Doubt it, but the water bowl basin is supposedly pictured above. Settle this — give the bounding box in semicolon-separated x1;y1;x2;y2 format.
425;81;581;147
--
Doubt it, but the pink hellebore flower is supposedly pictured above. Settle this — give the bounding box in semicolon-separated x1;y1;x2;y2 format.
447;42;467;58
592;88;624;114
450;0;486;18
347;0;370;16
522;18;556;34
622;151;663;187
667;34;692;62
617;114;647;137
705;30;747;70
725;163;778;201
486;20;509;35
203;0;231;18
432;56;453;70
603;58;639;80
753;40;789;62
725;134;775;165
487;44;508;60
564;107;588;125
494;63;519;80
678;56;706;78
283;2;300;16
* * *
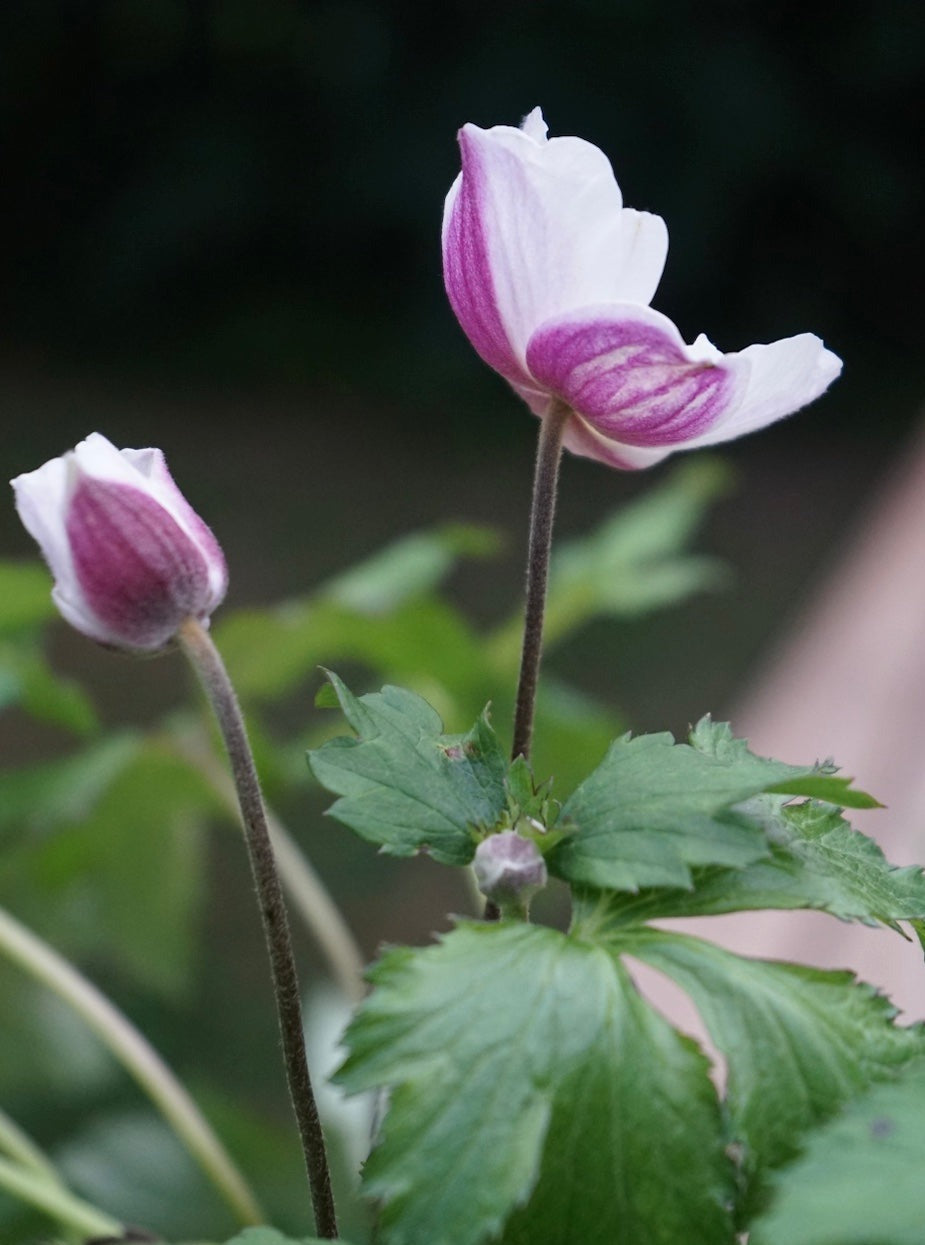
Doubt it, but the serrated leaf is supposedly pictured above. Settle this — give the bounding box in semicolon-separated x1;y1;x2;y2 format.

> _Brief_:
Could you arrange the data as a numbered list, starting at the line that has "Doubt it, but the water" and stopping after the line that has "425;81;581;147", with any blank lines left out?

> _Final result_:
1. Doubt it, but the water bowl basin is supposedly pictured above. Settle this — give the bounding box in semicolon-separated x1;y1;x2;y2 format.
2. 425;81;581;147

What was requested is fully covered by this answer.